◆ **RECORDS TO PROCESS**:
--------
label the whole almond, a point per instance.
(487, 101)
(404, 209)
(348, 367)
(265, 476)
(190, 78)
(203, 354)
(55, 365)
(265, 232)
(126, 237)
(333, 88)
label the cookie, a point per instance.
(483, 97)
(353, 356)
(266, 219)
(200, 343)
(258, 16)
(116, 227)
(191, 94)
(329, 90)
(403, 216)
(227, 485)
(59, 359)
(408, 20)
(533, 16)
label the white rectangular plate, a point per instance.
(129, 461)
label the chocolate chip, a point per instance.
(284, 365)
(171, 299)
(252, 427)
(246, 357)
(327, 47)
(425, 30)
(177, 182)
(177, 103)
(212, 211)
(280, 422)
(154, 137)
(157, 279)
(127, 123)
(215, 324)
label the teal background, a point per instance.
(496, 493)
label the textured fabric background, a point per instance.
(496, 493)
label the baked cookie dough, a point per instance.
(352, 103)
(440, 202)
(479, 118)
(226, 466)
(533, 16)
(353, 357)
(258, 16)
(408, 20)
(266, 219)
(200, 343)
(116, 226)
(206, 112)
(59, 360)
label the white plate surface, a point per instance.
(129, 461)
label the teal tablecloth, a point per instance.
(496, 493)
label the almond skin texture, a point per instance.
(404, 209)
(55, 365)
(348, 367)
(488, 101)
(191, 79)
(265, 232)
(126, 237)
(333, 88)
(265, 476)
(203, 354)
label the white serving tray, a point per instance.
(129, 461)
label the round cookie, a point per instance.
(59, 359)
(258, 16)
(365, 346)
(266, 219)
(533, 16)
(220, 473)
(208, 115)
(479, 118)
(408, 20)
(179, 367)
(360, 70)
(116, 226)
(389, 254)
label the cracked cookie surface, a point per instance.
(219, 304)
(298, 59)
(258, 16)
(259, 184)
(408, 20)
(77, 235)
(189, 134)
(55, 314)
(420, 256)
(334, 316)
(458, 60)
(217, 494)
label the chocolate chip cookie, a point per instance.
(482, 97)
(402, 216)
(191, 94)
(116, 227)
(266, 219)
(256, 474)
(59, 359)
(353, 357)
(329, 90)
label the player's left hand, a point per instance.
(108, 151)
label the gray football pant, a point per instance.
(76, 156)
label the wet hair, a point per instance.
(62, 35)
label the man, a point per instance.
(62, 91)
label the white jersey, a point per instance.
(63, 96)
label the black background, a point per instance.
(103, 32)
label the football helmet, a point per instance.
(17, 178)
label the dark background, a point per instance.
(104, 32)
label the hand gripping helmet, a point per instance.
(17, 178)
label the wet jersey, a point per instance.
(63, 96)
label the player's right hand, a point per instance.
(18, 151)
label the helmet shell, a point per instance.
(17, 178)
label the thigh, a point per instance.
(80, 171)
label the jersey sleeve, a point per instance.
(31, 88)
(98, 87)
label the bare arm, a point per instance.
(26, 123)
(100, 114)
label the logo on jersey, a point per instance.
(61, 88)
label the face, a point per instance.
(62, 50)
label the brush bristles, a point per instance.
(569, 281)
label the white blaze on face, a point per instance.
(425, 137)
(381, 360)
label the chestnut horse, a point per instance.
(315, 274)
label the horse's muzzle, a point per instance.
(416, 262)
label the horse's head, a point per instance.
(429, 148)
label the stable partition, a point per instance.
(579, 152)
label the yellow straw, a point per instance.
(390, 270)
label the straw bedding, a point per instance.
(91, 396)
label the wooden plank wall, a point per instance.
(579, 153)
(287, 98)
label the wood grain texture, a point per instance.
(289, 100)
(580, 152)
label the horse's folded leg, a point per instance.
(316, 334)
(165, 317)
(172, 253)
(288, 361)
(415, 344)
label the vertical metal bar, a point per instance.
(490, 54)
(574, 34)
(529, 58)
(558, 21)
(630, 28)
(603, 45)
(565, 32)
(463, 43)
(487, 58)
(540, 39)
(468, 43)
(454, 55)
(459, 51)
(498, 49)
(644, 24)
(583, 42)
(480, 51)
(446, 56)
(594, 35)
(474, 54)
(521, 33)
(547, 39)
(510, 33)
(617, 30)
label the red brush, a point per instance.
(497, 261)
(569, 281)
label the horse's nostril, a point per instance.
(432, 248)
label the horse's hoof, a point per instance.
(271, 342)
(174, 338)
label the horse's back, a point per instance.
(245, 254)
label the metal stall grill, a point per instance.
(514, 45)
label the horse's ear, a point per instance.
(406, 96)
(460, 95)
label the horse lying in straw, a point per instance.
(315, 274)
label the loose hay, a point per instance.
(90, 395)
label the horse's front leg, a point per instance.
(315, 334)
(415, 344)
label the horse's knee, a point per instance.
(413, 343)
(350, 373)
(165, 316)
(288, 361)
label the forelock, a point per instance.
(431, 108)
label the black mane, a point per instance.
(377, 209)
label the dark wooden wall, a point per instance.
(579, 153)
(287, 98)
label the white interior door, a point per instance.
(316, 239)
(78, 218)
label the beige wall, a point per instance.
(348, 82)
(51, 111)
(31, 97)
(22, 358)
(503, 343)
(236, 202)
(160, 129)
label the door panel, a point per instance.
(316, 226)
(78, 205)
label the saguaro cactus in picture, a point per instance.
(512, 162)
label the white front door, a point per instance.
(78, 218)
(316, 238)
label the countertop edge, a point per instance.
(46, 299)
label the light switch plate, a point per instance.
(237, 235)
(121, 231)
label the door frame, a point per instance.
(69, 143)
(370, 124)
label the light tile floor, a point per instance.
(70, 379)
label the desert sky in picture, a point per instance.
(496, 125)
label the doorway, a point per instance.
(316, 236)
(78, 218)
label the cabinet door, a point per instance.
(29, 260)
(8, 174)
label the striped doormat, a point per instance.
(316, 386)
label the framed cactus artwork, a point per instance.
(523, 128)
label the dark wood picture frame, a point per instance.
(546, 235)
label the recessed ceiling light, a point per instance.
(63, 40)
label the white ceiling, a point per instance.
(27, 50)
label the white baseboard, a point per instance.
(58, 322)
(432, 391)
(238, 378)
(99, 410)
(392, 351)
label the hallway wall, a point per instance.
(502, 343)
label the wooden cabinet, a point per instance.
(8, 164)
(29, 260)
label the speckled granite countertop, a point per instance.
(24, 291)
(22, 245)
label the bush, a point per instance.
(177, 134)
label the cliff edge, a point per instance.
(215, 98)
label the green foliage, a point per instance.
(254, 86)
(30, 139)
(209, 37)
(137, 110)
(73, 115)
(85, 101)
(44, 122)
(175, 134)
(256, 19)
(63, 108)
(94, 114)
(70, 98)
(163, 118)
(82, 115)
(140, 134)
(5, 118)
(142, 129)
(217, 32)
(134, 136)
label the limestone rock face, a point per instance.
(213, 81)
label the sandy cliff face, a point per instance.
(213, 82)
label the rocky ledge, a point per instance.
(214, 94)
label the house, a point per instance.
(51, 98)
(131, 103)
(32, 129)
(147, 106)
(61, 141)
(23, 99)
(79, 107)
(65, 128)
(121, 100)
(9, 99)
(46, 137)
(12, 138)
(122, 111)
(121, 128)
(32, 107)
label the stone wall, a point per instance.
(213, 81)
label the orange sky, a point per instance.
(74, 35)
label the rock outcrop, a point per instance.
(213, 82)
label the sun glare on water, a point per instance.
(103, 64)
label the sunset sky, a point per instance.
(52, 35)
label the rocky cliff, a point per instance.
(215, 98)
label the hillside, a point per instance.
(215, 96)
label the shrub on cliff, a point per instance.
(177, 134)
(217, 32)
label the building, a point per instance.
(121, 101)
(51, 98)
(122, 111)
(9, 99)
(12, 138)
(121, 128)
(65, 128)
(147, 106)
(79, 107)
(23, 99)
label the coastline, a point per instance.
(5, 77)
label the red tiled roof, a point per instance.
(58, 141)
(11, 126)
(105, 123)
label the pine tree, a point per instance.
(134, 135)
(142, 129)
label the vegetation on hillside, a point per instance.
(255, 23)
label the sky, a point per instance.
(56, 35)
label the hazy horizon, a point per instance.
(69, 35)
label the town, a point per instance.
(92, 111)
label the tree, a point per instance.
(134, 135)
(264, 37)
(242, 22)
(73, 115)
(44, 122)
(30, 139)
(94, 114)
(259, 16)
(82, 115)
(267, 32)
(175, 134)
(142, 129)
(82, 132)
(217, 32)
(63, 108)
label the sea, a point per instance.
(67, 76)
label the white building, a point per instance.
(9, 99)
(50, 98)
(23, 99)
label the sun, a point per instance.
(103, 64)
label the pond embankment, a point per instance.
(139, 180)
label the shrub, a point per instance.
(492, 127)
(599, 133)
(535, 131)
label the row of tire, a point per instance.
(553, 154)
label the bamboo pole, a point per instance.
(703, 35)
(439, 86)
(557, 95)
--------
◆ **PROBLEM TO SOLVE**: Set down exactly the lines from the one that contains "label the sun, a point per instance." to the final line above, both included, and nothing more.

◆ **EXPECTED ANSWER**:
label the sun, a point per instance.
(103, 64)
label the pond embankment, a point per instance.
(139, 180)
label the shrub, a point per instance.
(492, 127)
(599, 133)
(535, 131)
label the row of tire, a point per instance.
(553, 154)
label the bamboo pole, a point per instance.
(703, 35)
(439, 86)
(557, 95)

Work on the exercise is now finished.